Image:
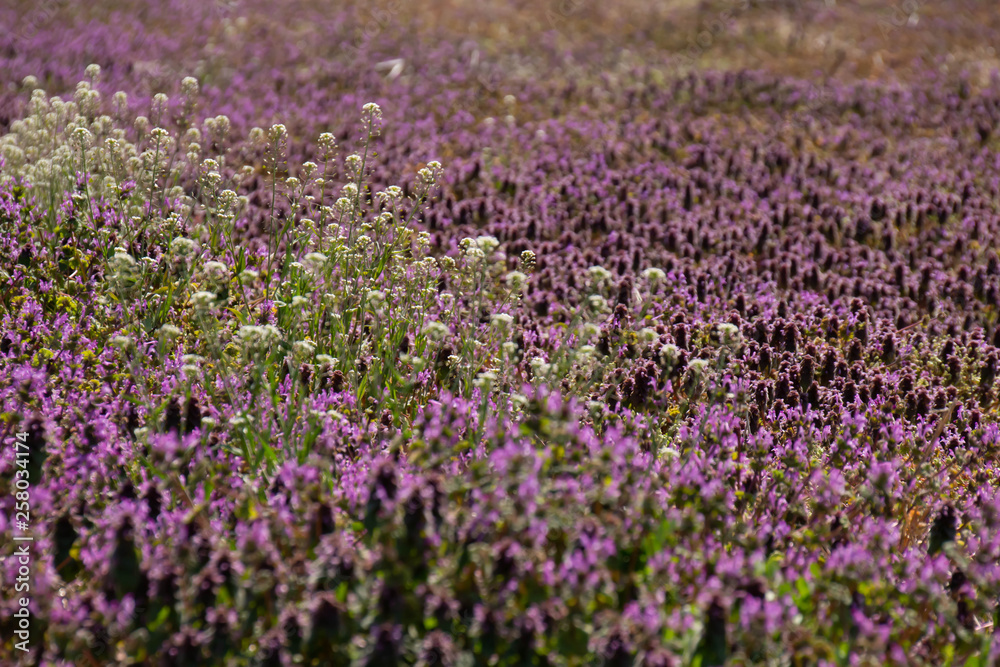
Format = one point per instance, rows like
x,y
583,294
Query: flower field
x,y
440,334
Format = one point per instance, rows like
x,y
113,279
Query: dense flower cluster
x,y
627,376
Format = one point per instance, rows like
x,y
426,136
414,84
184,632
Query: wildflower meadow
x,y
445,334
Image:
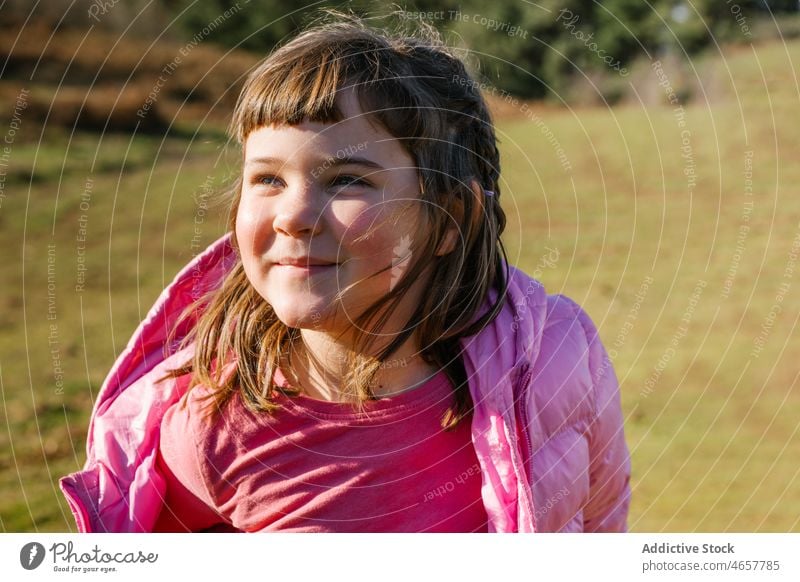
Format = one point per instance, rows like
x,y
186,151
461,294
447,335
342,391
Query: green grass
x,y
714,444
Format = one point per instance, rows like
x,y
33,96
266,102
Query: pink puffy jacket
x,y
547,423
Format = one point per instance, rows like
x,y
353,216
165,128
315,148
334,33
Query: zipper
x,y
76,507
522,427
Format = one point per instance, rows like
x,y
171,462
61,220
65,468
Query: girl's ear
x,y
451,238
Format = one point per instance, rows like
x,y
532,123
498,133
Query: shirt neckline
x,y
437,388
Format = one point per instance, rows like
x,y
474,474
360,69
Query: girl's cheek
x,y
374,223
251,224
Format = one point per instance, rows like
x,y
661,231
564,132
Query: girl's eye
x,y
347,181
266,180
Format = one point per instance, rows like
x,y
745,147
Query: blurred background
x,y
650,172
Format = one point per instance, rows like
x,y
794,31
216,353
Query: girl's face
x,y
308,192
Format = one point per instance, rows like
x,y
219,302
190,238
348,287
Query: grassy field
x,y
643,200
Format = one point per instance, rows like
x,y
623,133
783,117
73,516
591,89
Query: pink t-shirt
x,y
317,466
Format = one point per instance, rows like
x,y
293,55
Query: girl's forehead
x,y
353,135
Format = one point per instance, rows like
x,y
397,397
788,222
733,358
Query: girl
x,y
357,354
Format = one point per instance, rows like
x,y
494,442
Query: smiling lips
x,y
304,262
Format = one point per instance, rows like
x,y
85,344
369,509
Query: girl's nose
x,y
299,211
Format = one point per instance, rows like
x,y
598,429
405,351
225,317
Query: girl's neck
x,y
319,372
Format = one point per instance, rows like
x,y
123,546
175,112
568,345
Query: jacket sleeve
x,y
610,465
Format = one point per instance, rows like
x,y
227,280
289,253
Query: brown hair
x,y
420,92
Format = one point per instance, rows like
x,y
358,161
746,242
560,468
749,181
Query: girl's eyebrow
x,y
324,164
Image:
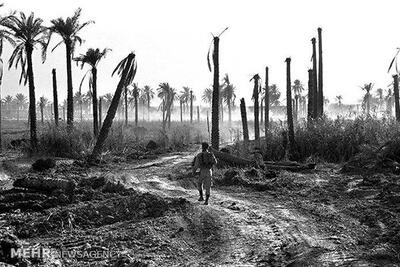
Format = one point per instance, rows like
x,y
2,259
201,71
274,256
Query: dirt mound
x,y
43,164
254,178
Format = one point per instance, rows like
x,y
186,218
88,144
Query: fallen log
x,y
230,159
45,184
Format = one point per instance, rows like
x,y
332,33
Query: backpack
x,y
206,160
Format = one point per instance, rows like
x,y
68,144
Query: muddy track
x,y
241,226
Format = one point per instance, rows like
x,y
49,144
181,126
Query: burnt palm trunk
x,y
55,97
310,107
314,80
105,129
70,96
266,119
256,109
396,97
136,109
181,109
289,107
126,105
191,106
100,111
94,103
244,120
320,74
32,100
215,98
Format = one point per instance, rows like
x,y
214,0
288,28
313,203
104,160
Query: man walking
x,y
204,161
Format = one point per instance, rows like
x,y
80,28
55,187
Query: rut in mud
x,y
155,220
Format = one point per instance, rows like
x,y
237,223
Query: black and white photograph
x,y
199,133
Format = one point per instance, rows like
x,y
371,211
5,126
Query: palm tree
x,y
135,94
315,80
78,99
266,101
396,96
320,75
367,97
339,100
42,104
55,96
207,96
229,96
289,108
149,93
216,88
92,58
127,71
20,101
27,33
256,91
69,29
167,95
297,90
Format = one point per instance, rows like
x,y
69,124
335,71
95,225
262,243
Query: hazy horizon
x,y
171,39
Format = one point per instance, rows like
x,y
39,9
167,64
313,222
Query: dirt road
x,y
242,227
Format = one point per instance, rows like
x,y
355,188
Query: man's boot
x,y
207,197
201,195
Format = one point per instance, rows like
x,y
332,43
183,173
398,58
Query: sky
x,y
171,39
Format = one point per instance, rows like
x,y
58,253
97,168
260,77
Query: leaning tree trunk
x,y
215,98
266,119
243,113
256,110
100,111
32,101
181,109
191,107
320,74
136,110
315,83
396,97
41,114
94,102
126,105
55,97
105,129
310,107
70,96
289,107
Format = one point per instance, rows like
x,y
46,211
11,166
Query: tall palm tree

_ _ _ _ _

Assignment — Every record above should be written out again exactly; the pictures stay out of the copy.

Reply —
Image:
Format = one point per instance, rows like
x,y
583,294
Query: flower field
x,y
440,334
Format = one point per instance, rows like
x,y
113,279
Query: dense flower cluster
x,y
627,376
Format = one point per instance, rows like
x,y
426,136
414,84
184,632
Query: wildflower meadow
x,y
445,334
Image:
Format = one point per instance, rows like
x,y
186,151
461,294
447,335
342,391
Query: green grass
x,y
714,444
Format = one point per instance, rows like
x,y
33,96
266,102
Query: pink puffy jacket
x,y
547,423
Format = one point per instance, rows like
x,y
353,216
165,128
315,148
334,33
Query: zipper
x,y
76,507
522,427
Format = one point per instance, rows like
x,y
171,462
61,220
65,468
Query: girl's ear
x,y
451,238
Format = one point per instance, rows like
x,y
532,123
498,133
Query: shirt neckline
x,y
437,388
Format = one point per instance, rows like
x,y
474,474
360,69
Query: girl's cheek
x,y
374,223
251,224
Format = one point per instance, rows like
x,y
661,231
564,132
Query: girl's eye
x,y
347,181
266,180
Format = one point per instance, rows like
x,y
745,147
Query: blurred background
x,y
650,172
Format = one point per instance, rows like
x,y
794,31
216,353
Query: girl's face
x,y
308,192
Format = one point per instance, rows like
x,y
219,302
190,238
348,287
Query: grassy field
x,y
643,200
Format = one point per instance, rows like
x,y
623,133
783,117
73,516
591,89
Query: pink t-shirt
x,y
317,466
Format = one point per instance, rows like
x,y
293,55
Query: girl's forehead
x,y
353,135
Format = one point per instance, rows like
x,y
397,397
788,222
733,358
Query: girl
x,y
357,354
Format = one point per instance, rows like
x,y
494,442
Query: smiling lips
x,y
304,262
Format = one point per instance, rows like
x,y
85,344
369,509
Query: girl's nose
x,y
299,211
Format = one point per instance, rows like
x,y
598,429
405,351
225,317
Query: girl's neck
x,y
319,372
Format = one point per instance, rows like
x,y
123,546
175,112
568,345
Query: jacket sleeve
x,y
610,465
Format = one point per instance, rows like
x,y
227,280
289,253
Query: brown hair
x,y
420,92
Format = one point per instance, rows like
x,y
358,161
746,242
560,468
749,181
Query: girl's eyebrow
x,y
324,164
Image:
Format = one point per instance, rows like
x,y
2,259
201,71
274,256
Query: dirt mound
x,y
43,164
254,178
Format = one point per instance, rows like
x,y
186,218
88,144
Query: fallen log
x,y
230,159
45,184
Format = one point per instance, rows like
x,y
332,33
Query: backpack
x,y
206,160
Format = one point per instance, rows like
x,y
68,144
Query: muddy track
x,y
241,226
Format = one point per instance, rows like
x,y
49,144
181,126
Query: burnt palm trunk
x,y
55,97
310,107
314,80
105,129
70,96
266,119
256,109
396,97
136,109
181,109
289,107
126,105
191,106
100,111
94,103
244,120
320,74
32,100
215,98
Format = one point per instance, rows like
x,y
214,0
288,28
313,203
104,160
Query: man walking
x,y
204,161
Format = one point per instance, rows like
x,y
80,28
55,187
Query: rut in mud
x,y
155,220
Format = one point per instance, rows like
x,y
237,223
Query: black and white photograph
x,y
199,133
Format = one point per instance, rows like
x,y
371,211
5,126
Query: palm tree
x,y
135,94
315,80
78,99
266,101
396,96
320,75
367,97
339,100
42,104
55,96
207,96
229,96
289,108
149,93
216,88
92,58
127,71
20,101
27,33
256,91
69,29
167,95
297,90
Format = one point per instance, rows like
x,y
69,124
335,71
95,225
262,243
Query: hazy horizon
x,y
171,39
Format = one point per instance, rows like
x,y
39,9
167,64
313,222
Query: dirt road
x,y
242,227
Format = one point per instance, rows like
x,y
355,188
Query: man's boot
x,y
207,197
201,195
Format = one point per instance, rows like
x,y
332,43
183,173
398,58
Query: sky
x,y
171,39
Format = one point per instance, rows like
x,y
58,253
97,168
260,77
Query: leaning tree trunk
x,y
215,98
266,119
243,113
256,110
100,111
32,101
181,109
191,107
320,74
136,110
315,83
396,97
41,114
94,102
126,105
55,97
105,129
310,107
70,96
289,107
Format = one point per instance, rows like
x,y
46,211
11,166
Query: tall palm tree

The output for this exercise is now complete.